*Listed entries*.
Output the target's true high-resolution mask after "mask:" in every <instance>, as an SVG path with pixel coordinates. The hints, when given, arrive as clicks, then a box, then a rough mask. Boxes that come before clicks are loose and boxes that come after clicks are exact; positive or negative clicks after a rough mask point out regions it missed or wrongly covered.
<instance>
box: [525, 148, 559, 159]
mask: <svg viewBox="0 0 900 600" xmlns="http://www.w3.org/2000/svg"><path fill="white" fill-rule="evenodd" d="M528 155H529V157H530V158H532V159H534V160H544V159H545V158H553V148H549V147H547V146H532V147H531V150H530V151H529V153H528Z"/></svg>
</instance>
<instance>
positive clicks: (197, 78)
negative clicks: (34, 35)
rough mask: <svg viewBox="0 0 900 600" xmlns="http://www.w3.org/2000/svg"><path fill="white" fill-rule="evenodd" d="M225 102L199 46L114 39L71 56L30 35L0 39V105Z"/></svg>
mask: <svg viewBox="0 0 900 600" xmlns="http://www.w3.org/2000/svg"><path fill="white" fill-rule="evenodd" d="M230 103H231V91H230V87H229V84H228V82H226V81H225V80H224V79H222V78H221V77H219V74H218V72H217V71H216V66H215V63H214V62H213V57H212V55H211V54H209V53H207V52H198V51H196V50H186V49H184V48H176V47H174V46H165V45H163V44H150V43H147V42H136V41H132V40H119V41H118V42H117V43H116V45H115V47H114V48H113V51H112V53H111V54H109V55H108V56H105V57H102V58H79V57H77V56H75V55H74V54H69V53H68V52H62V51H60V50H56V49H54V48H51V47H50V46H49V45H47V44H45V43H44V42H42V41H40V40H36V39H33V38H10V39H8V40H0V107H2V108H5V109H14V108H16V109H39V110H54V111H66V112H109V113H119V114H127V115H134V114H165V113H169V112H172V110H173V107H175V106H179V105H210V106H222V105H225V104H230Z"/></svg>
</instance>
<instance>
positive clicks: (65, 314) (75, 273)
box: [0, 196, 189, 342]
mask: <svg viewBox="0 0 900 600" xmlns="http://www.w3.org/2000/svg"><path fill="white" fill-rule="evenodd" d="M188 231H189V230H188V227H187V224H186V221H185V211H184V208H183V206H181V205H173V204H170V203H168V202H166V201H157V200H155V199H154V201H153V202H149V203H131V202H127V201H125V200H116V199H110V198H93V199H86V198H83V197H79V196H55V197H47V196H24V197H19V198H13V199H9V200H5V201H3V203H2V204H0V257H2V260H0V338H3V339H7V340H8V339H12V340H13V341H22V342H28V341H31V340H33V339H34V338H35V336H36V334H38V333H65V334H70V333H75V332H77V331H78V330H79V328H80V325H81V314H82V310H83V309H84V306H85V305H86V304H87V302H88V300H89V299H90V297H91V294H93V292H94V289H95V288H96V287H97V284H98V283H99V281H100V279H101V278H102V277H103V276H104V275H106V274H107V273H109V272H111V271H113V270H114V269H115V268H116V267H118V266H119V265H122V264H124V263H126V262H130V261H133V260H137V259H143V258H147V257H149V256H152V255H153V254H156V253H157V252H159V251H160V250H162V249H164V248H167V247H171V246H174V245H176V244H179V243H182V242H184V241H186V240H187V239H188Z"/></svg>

*Work instructions*.
Reproduce the records verbatim from their first line through the line that contains "box: [525, 148, 559, 159]", including that line.

*Answer box*.
Output the target's true high-resolution mask after "mask:" in every <instance>, as an SVG path with pixel coordinates. The hints, when given, arrive as clicks, then a box, then a rough mask. Boxes that come before clicks are loose and boxes that come after clicks are exact; positive or negative clicks after a rough mask point out regions it missed or wrongly covered.
<instance>
box: [525, 148, 559, 159]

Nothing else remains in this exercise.